TASK OBJECTIVE >>
Extend the article about the first black graduates of the State Teachers College at Towson, starting immediately after its final sentence.

The Trailblazers: TU’s first black graduates

When a Supreme Court decision opened the door to educational opportunity, Marvis Barnes ’59 and Myra Harris ’59 stepped through to enroll at the State Teachers College at Towson. Their arrival signaled the beginning of a determined, rewarding — and at times hurtful — journey.

By Jan Lucas on February 4, 2018

Marvis Barnes and Myra Harris
Marvis Barnes (left) and Myra Harris from the 1959 yearbook.

The decision would alter the course of millions of lives, black and white alike.

On May 17, 1954, a landmark U.S. Supreme Court case, Brown v. Board of Education, overturned state laws establishing racially segregated public education.

For more than 50 years Maryland stipulated that its black citizens attend “separate but equal” schools. They were separate, but too often unequal.

Following Brown v. Board of Education, formerly all-white public schools and colleges across the country opened to black and other nonwhite students. Some complied with the decision promptly and without incident. Others resisted, especially in the Deep South. For years afterward, violence marred attempts at racial integration.

The 1,164-student State Teachers College at Towson had already eliminated the color barrier peacefully with the admission of four Morgan State College (now Morgan State University) graduates into its one-year teaching-certificate program.

Harris and Barnes, both stellar high-school graduates with glowing recommendations, were to become the first black students to earn bachelor’s degrees from the college.

For four years they (and the pioneering black students who followed them) brought a dab of diversity to the overwhelmingly white campus.

Myra Harris, then a recent graduate of Baltimore’s Frederick Douglass High School, had already been accepted at the historically black Coppin State Teachers College (now Coppin State University).

Rebecca Tansil
Director of Admissions Rebecca Tansil 

Later she found herself at a meeting listening to Rebecca C. Tansil, director of admissions at the State Teachers College at Towson. Harris says she approached Tansil afterward to ask who could attend the college. The firmness of her response had an impact, Harris remembers. “Towson,” Tansil said, “is open to everyone.”

Harris decided to transfer. When Coppin State balked at releasing her records, the staff at Frederick Douglass High, glad to help an illustrious graduate, provided her transcripts and other records in a sealed envelope. Harris and her mother then carried the envelope to a meeting with Tansil and Orielle Murphy, dean of students, on the Towson campus.

Harris’s qualifications were never in question. After all, she’d graduated third in her high school class of 401. Tansil confirmed the young woman’s distinction as the college’s first black freshman. Then, Harris recalls, she said, “Myra, if you have problems, please don’t hesitate to call me.”

Harris had aspired to become a teacher since childhood. Now she was a “dayhop” (commuter) majoring in elementary education at the state’s largest teachers college. September 1955 marked the beginning of a college career distinguished by success both in and out of the classroom — as well as exposure to bias and bigotry.

“ The exposure to people who weren't like me was better for me than being in a segregated environment. ”

DATA LISTING >>
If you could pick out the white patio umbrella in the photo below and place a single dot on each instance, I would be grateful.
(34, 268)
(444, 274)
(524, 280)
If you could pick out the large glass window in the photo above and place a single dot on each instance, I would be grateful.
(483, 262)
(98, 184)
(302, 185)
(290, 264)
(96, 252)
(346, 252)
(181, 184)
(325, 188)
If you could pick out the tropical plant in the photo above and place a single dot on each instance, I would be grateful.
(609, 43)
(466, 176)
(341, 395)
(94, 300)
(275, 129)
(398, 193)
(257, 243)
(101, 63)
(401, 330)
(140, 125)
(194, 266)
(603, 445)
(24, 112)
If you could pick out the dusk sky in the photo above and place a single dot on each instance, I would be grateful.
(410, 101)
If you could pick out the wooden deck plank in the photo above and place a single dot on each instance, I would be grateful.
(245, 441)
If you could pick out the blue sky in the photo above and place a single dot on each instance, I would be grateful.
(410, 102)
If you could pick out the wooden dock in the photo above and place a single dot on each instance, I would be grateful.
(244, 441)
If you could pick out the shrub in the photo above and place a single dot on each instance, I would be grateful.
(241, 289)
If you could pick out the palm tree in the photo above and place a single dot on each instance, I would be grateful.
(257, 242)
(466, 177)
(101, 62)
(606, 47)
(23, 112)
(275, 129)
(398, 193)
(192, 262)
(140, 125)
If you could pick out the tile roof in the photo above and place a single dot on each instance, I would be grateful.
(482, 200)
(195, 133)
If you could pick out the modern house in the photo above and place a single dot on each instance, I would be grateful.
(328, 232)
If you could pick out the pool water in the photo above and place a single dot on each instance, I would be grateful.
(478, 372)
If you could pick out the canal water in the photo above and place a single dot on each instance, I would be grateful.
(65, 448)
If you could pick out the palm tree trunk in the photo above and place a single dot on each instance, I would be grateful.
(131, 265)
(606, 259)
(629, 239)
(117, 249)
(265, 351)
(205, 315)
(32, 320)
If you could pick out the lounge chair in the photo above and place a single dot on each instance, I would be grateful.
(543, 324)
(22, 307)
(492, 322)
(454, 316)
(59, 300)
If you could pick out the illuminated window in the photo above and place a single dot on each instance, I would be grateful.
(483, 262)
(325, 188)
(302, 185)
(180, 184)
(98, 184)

FINAL RESULT >>
Myra Harris '59

Mr. Morton’s Plan

Marvis Barnes (then Marvis Brown) grew up in Turner Station, a close-knit community near Dundalk, Maryland. “It was an isolated, segregated neighborhood,” Barnes explains. As a top-notch student at the all-black Sollers Point High School, she knew Towson only as a “white school.”

“I didn’t know I could go there,” she says.

Mr. Morton knew otherwise. Barnes remembers him fondly as a “big, tall man” who taught high-school mathematics and challenged her and her classmates every day.

He was determined to see his star student enroll at the State Teachers College in Towson.

Barnes already had been admitted to two historically black colleges: Morgan State College (now Morgan State University) and Howard University. She’d been offered some scholarship money and was in the process of deciding between them when Mr. Morton interceded.

Morton told Barnes’s mother that if her daughter aimed to be a “big-time teacher,” she needed to send her to the State Teachers College at Towson.

The math teacher then obtained an application and asked Barnes’s mother to complete and mail it.

“Someone from the State Teachers College phoned my home and told me I had to take a test as part of the admission process,” Barnes remembers. “I had mixed feelings, but my mom urged me to go ahead and try. She said, ‘Be yourself and you won’t have any trouble,’ so I took the long streetcar ride to the Towson campus.”

She was met by Rebecca Tansil, who explained that Barnes would be admitted if she passed a comprehensive test.

Tansil then escorted her to a large room in Stephens Hall — Barnes thinks it was the music room — and instructed her to leave the test with the custodian when Tansil had gone for the day.

“It was not the SAT,” Barnes emphasizes. “I had already taken that.” She remembers the test as a basic assessment of reading, math and English skills.

“I finished it in a couple hours,” Barnes recalls, “and I was so afraid when I turned it in.” Evidently surprised, Tansil asked if she had finished. “Are you sure?” she persisted.

But when the director of admissions examined Barnes’s answers, her doubts evaporated. “Congratulations!” she exclaimed. “You’re admitted.”

Barnes then explained that she lived in Turner Station and would have to make a grueling streetcar commute every day. Tansil seemed to take that in stride. “Congratulations!” she repeated. “You have a room in the dorm.”

“That’s how I ended up at the State Teachers College,” says Barnes, who majored in secondary and middle school education.

“Glory to Mr. Morton.”

Remembering the State Teachers College of the 1950s

The photos below are from Towson University’s digital photo archive.

Dayhopping to Towson

Myra Harris remembers getting up early every morning to catch the No. 8 streetcar. “I’d always try to sit with other students and exchange ideas,” she says. “We learned about each other that way.”

Harris says she didn’t encounter blatant racism on the Towson campus. There were no ugly taunts, racial epithets or threats, and in fact many students, faculty and staff seemed receptive to integration. But at times she found herself on the receiving end of what are now called microaggressions — subtle words or behaviors meant to let her know she was an outsider.

Harris endured the slights and kept on going. “I’d pray over it,” she says.

Sometimes the rejection wasn’t so subtle.

For example, during her freshman year Harris was assigned to observe classes in a Baltimore City elementary school. “When the teacher there found out I was black, she had an excuse,” Harris recalls. “She said she was ‘not ready to accept me at that time.’”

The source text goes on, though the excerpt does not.